[Entries from a data source]
★ ★ ★ ★ ★ ★ ★

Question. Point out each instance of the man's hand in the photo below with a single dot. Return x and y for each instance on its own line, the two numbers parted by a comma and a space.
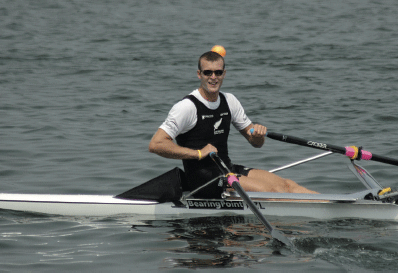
205, 151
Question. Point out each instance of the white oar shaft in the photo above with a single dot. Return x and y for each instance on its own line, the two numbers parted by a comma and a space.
299, 162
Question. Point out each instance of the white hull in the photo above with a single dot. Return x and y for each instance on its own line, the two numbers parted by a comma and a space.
333, 206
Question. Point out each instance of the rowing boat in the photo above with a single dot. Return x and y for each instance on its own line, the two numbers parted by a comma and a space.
371, 203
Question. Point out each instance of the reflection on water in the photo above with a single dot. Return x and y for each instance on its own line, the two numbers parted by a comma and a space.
228, 241
235, 241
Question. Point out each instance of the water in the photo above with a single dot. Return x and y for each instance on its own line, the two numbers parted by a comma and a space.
84, 85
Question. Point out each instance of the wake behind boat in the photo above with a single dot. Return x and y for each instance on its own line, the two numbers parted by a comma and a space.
170, 201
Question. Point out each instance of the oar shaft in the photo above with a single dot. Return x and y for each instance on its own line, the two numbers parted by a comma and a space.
234, 182
348, 151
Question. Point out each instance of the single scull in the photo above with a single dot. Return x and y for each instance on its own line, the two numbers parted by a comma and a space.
372, 203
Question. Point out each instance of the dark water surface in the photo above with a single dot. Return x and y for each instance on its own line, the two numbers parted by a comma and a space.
85, 84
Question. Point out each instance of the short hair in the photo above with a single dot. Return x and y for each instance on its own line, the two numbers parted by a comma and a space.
212, 57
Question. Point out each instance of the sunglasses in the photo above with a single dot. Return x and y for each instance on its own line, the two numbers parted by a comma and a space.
210, 72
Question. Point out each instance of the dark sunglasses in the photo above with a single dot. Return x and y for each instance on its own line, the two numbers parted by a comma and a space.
210, 72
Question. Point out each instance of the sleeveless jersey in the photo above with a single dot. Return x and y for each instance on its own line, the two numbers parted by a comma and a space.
212, 127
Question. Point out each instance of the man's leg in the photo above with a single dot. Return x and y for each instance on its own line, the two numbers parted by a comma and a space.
260, 180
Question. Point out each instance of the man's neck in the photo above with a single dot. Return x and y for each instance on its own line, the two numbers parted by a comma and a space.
212, 97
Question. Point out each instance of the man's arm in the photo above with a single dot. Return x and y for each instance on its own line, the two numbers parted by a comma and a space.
162, 144
256, 139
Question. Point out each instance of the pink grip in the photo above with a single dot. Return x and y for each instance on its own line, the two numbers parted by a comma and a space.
366, 155
232, 179
349, 151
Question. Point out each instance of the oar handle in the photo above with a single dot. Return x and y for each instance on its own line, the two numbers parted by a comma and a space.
352, 152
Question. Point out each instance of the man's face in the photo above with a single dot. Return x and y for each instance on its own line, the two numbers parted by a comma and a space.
211, 83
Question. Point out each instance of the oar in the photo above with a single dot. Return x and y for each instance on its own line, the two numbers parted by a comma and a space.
352, 152
233, 181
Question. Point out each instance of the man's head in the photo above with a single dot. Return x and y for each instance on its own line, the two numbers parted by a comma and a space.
211, 73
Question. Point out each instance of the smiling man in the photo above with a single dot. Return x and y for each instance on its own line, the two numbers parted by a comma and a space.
200, 124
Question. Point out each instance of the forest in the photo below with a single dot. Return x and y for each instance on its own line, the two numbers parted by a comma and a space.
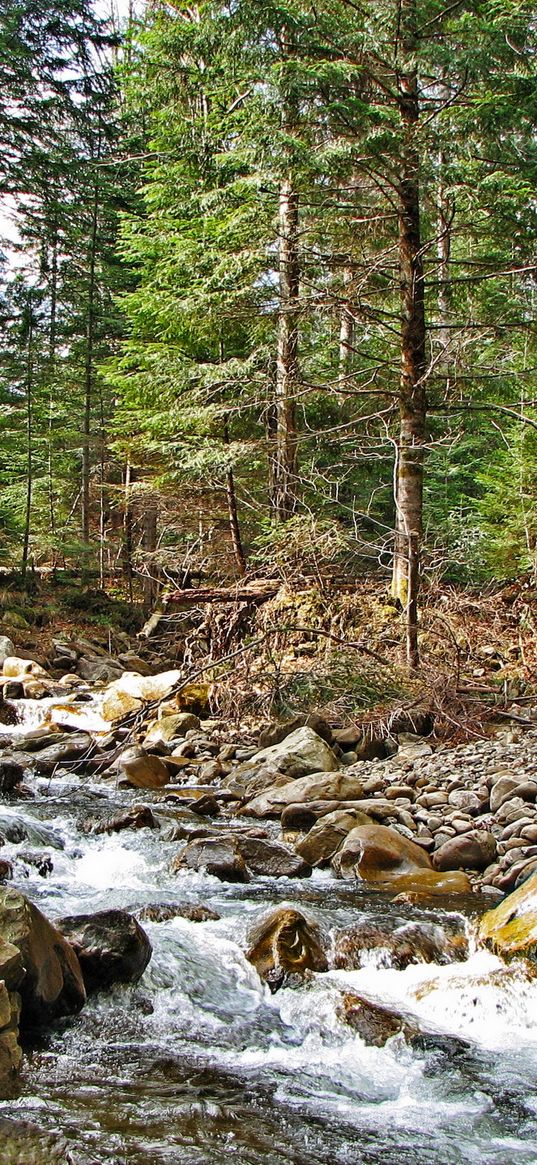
268, 583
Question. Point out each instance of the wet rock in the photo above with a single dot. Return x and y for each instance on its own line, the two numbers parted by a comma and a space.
66, 748
285, 945
131, 691
376, 853
511, 926
275, 733
302, 753
145, 770
467, 852
165, 728
409, 944
53, 985
327, 835
337, 786
271, 860
373, 1022
139, 817
12, 771
7, 649
219, 856
111, 946
164, 911
40, 861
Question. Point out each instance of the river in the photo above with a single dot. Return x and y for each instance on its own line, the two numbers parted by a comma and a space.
199, 1064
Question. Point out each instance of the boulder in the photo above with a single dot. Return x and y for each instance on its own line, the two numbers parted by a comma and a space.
165, 728
7, 649
219, 856
276, 732
14, 666
131, 691
66, 747
139, 817
111, 946
467, 852
301, 753
409, 944
143, 769
53, 985
337, 786
270, 859
327, 835
376, 853
285, 945
12, 771
511, 926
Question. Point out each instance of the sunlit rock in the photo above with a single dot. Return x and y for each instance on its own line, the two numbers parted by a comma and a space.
511, 926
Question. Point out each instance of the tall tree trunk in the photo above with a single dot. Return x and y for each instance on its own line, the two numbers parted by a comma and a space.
284, 447
29, 439
346, 334
128, 531
89, 358
233, 513
412, 402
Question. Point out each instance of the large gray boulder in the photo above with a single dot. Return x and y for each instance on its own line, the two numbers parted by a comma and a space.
303, 752
53, 985
336, 786
111, 945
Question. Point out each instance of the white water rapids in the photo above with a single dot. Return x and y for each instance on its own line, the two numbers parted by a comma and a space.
200, 1065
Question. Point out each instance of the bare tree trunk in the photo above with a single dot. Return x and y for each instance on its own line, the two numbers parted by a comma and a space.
284, 449
89, 359
128, 532
412, 402
232, 509
29, 439
149, 543
346, 336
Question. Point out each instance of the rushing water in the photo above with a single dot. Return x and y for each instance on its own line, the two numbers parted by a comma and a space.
199, 1065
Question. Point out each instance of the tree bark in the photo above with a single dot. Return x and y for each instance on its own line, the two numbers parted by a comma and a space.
284, 447
412, 401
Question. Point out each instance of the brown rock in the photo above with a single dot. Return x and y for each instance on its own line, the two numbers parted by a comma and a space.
53, 985
285, 944
468, 852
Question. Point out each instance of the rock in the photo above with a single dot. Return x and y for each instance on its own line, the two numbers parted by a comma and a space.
165, 728
7, 649
302, 753
99, 671
139, 817
467, 852
409, 944
327, 835
275, 733
143, 769
271, 860
338, 786
66, 747
511, 926
15, 668
165, 911
53, 985
285, 944
131, 691
219, 856
111, 945
374, 1023
12, 771
376, 853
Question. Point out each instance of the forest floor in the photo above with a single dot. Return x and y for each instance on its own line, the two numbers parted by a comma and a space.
337, 650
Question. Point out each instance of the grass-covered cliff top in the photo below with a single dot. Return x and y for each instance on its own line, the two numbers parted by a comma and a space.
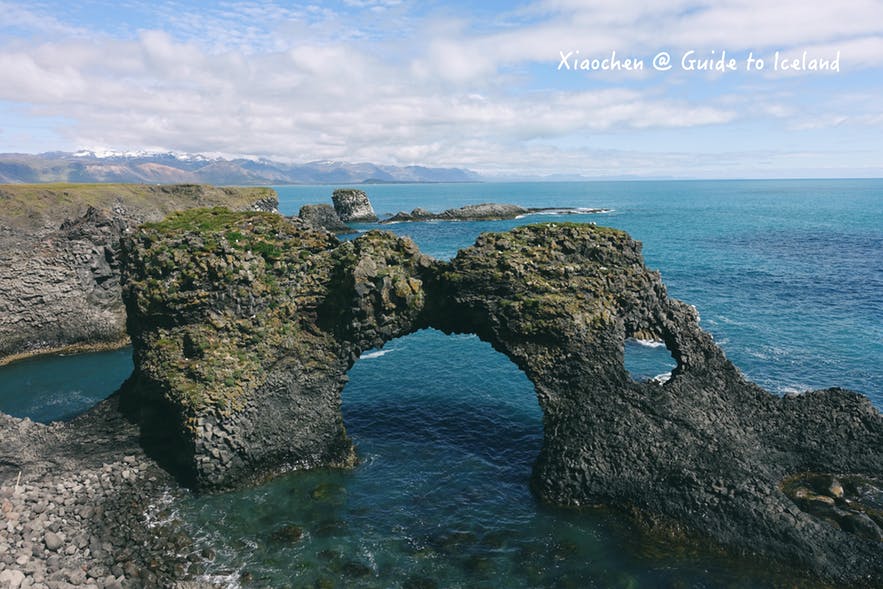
38, 205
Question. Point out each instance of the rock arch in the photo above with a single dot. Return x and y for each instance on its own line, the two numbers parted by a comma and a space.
244, 326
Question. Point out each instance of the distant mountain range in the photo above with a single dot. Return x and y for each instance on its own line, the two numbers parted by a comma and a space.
176, 168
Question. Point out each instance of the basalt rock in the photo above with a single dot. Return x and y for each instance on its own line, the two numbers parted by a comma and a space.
353, 205
324, 216
485, 212
480, 212
59, 246
244, 327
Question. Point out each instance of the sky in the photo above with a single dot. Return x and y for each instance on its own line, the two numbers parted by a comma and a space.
507, 89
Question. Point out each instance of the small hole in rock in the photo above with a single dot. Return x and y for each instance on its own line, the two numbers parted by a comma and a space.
648, 360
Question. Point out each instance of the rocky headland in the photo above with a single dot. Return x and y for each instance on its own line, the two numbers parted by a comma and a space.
352, 206
59, 250
244, 326
483, 212
323, 216
81, 505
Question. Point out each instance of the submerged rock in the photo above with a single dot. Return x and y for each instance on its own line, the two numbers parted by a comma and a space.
244, 326
352, 205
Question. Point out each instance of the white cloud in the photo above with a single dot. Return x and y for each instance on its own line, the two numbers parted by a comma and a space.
305, 83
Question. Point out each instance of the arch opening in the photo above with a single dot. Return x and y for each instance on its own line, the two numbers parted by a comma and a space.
648, 360
446, 419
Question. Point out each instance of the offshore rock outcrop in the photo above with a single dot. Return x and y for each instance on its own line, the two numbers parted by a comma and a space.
59, 246
352, 205
324, 216
487, 211
244, 326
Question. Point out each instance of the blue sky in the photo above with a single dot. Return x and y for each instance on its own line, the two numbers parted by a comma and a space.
466, 84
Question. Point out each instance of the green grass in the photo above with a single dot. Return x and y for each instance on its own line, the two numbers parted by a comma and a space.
35, 205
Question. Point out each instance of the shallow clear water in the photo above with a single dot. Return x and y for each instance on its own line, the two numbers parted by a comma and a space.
787, 275
53, 387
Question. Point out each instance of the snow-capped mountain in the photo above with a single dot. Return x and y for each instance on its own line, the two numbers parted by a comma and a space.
145, 166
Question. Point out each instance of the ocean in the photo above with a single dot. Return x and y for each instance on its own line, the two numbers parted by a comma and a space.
787, 276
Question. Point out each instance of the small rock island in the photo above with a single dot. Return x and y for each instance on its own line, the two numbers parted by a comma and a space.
244, 324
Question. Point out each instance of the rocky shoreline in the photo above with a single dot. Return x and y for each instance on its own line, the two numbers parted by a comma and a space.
245, 324
59, 244
82, 506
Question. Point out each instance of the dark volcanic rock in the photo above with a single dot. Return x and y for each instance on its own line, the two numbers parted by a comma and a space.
59, 247
244, 326
353, 206
480, 212
485, 212
323, 216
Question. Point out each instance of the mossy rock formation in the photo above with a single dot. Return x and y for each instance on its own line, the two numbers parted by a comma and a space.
59, 246
244, 326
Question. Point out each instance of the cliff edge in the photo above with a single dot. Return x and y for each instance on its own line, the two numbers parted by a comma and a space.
59, 250
245, 324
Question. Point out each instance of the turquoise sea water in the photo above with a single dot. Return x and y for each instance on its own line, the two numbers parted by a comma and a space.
787, 276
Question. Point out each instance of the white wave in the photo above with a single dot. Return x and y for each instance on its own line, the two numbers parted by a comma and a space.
570, 211
662, 378
794, 389
649, 343
230, 581
375, 354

★ ★ ★ ★ ★ ★ ★

Directive:
Rewrite the entries starting with the line that contains "Question. Point out each instance of the cliff" and going on through the last line of the entries. Keep every line's wording the same, but increase each coordinate in the answers by 141.

Solution below:
Question. Point out each instance of the cliff edge in the photo above with a single dot. Return x and y for each instance on its own line, the two numbers parted by a comma and a space.
200, 391
386, 465
Question. Point out each instance of the turquoise sea water in the photo above with a single dot. Return x and y for each instance on its own line, the two numbers parted by a comma and a space.
928, 417
Question. Point out each instance of the white wave in the photo above with a single dot. Return x and y for each instance on its own line, the two numbers parted by a comma and a space.
711, 352
803, 519
935, 530
790, 484
371, 722
516, 495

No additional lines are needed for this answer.